### Provided passage
#####

By Alex Geli and Jake Shiner –
Dear females, see the “x” on the top right (or left if you’re using a Mac) of your screen? Click on it. The information below is strictly for your counterpart: males.
It’s sort of like in your sex ed class when you had to exit the room to let the boys learn about their certain “parts” that may be found below their belt. This time, although around the same area, they are the overlying garments of the groin. Some wear boxers, some wear briefs, and hopefully no one wears whitey tighties.
“They both have good qualities, but boxers really take the cake,” said senior Cody Welch.
As to why, Welch was just looking out for his land down under.
“Gotta give (them) some air,” he said.
“Oh definitely boxers,” senior Zach Miller said, “(because) I like the movement I get in them.”
There is a special bond between Miller and his undergarments. His boxers reflect his personality, and he never would he cheat on them by wearing briefs, even if he is exercising.
Going in detail on how far he would go to stay faithful to his underwear, he said, “I’d rather be commando.”
Commando-Style, according to urbandictionary.com, “is the act of not wearing underwear under one’s outer clothing.”
When choosing boxers or briefs, many factors come into play.
Tyler Beckley and Quinn Nadu, both seniors, are two men who perceive choosing underwear as no joke.
“Boxers are more comfortable,” Beckley said. “It’s like I’m wearing tights or something,” referring to when briefs are wrapped around his waist instead of the looser underwear, boxer shorts.
“Briefs are constrictive,” Nadu added.
Tyler Wilson and Eric Bear, on the other hand, disagree. They think that it’s the other way around – boxers are just plain old irritating.
“Boxers are so annoying,” Bear said. “They always ride up on me.”
Wilson concurred, “Boxers give you wedgies,” while being enlightened by not-so-good memories full of scrunched up faces and odd, penguin-like walks.
Seniors Kyle Hallett, Patrick Jones, Willie Chalfant, Jaq Presbery and Mark Curtin, and junior Russell Thorsen all agree that briefs are the best bet when talking about support.
“Briefs all day,” Presbery and Curtin agreed.
“I like the support of the briefs,” Thorsen said. “It’s like a sports bra (under there).”
One thing boxers have that briefs are deprived of is design.
Thorsen, although admitting he was a “hybrid underwear-er,” as he put it, the design of his boxers swayed him towards his decision of which one to wear.
“I like the pinstripes a lot,” he said.
Thespian Cody Goldberg had no choice whether to switch it up one day since he “ordinarily (wears) briefs,” as he was left with no clean pairs.
“I was out of briefs so I’m sporting the ‘Grinch Stole Christmas’ boxers,” Goldberg said as he pulled his back out attempting to show the world his cartoon-themed underwear, possibly ripping them in the process – good thing he’s a briefs guy.

#####

### Requirements
In the article above about boxers and briefs, what design on his boxers does Russell Thorsen say he likes a lot?

Dataset records about object locations:
#####

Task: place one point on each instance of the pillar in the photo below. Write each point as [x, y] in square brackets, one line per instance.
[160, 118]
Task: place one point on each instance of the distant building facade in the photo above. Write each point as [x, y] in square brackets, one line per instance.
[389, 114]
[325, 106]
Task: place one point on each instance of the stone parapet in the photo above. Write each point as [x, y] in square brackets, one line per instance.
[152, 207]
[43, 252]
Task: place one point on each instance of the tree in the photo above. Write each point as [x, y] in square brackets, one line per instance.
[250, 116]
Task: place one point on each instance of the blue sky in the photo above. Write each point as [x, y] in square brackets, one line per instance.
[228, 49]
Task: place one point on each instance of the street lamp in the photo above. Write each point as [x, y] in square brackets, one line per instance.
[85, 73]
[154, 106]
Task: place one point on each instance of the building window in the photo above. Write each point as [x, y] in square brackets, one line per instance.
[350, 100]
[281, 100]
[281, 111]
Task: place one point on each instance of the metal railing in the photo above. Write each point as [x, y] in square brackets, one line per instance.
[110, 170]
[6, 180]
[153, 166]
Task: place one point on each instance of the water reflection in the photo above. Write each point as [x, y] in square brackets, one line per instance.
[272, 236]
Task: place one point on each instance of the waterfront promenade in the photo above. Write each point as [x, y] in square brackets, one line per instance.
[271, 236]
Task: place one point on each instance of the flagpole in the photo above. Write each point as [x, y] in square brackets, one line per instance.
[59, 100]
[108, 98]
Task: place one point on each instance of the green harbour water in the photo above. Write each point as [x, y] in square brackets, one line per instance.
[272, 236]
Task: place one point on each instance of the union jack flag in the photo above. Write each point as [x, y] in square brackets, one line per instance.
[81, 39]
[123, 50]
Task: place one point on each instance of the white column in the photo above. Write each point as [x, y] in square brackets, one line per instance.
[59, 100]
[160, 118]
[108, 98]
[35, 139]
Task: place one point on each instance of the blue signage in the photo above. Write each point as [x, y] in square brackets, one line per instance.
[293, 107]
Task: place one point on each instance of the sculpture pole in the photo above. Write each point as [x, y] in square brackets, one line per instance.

#####

### Exercise solution
Pinstripes.